_À réaliser_
1. Répondez brièvement à ces questions sur l'extrait consacré au hip-hop de Heidelberg :
(a) Depuis quelle année le hip-hop de Heidelberg est-il inscrit au patrimoine culturel immatériel ?
(b) Auprès de quel organisme le dossier de candidature a-t-il été déposé ?
(c) Quelle idée le terme « knowledge » désigne-t-il ?
2. Pour chaque affirmation, indiquez si l'extrait consacré au hip-hop de Heidelberg la confirme (oui ou non) et citez les mots qui tranchent :
(a) Le breakdance compte parmi les éléments de la culture hip-hop.
(b) Helen Sibum a rédigé le dossier de candidature.
(c) Le patrimoine culturel immatériel englobe les arts du spectacle.

_Extrait cité_
════════════════════

Les raisons pour lesquelles la culture hip-hop de Heidelberg constitue un patrimoine culturel immatériel ainsi qu’un exemple d’interconnexion à l’échelle européenne. 

Helen SibumInterview: Helen Sibum , 26.10.2023
Le deejaying est l’un des éléments de base du hip-hop.
Le deejaying est l’un des éléments de base du hip-hop. © imago

Le hip-hop de Heidelberg est inscrit au patrimoine culturel immatériel depuis 2023. C’est Bryan Vit qui a rédigé le dossier de candidature déposé auprès de la Commission allemande pour l’UNESCO. Le chercheur raconte dans une interview ce qui fait la particularité du hip-hop de Heidelberg et comment ses créateurs se sont mis en réseau avec d’autres artistes venant d’Europe et d’ailleurs. 

Monsieur Vit, en quoi le hip-hop de Heidelberg constitue-t-il un patrimoine culturel ?
Le patrimoine culturel immatériel englobe les traditions et les expressions transmises oralement, les arts du spectacle, les pratiques sociales, rituels et événements festifs. La culture hip-hop, avec ses éléments de rap, de deejaying, de graffiti, de breakdance, de street language et de knowledge (langue et connaissance de la rue), à savoir l’idée de se remettre en question et de remettre en question son environnement, s’inscrit à merveille dans ce concept.

════════════════════

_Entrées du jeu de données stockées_
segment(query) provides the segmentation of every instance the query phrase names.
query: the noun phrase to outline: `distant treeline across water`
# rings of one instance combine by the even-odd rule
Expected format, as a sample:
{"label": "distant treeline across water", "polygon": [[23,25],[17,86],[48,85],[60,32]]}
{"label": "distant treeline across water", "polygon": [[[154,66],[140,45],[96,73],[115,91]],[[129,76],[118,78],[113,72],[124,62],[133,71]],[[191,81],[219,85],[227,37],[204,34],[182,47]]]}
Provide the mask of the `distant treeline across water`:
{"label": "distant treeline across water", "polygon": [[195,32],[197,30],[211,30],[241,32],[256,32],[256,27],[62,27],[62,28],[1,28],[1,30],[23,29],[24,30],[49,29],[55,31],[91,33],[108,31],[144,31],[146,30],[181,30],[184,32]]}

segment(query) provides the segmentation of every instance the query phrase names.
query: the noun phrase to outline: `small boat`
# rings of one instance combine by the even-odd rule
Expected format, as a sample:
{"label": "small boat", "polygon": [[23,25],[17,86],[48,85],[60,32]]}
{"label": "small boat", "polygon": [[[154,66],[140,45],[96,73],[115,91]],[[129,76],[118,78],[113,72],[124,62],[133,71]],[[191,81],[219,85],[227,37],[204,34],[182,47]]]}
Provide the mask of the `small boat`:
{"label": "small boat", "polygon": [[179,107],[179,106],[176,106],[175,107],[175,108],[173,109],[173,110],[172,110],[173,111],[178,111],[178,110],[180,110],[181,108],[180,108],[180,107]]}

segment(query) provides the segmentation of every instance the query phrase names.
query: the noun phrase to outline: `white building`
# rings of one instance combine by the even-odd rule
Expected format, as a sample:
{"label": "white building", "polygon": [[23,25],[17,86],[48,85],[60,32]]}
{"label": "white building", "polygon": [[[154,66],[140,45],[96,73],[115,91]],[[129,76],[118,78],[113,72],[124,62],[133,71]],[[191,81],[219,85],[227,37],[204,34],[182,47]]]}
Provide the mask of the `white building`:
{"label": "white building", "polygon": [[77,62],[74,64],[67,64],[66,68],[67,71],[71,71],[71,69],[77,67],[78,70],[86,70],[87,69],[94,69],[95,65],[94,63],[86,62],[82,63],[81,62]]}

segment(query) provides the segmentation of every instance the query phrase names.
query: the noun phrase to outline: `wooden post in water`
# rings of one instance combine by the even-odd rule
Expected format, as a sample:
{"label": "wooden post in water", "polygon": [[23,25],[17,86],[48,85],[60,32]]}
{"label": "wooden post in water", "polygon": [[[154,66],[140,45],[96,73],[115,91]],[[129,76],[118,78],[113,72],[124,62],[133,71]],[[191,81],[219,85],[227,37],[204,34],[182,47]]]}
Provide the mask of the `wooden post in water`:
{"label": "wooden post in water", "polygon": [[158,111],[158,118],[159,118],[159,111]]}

════════════════════

_Corrigé des exercices_
1.
(a) Depuis 2023.
(b) Auprès de la Commission allemande pour l'UNESCO.
(c) L'idée de se remettre en question et de remettre en question son environnement.

2.
(a) Oui : « de graffiti, de breakdance ».
(b) Non : « C’est Bryan Vit qui a rédigé le dossier de candidature ».
(c) Oui : « les arts du spectacle ».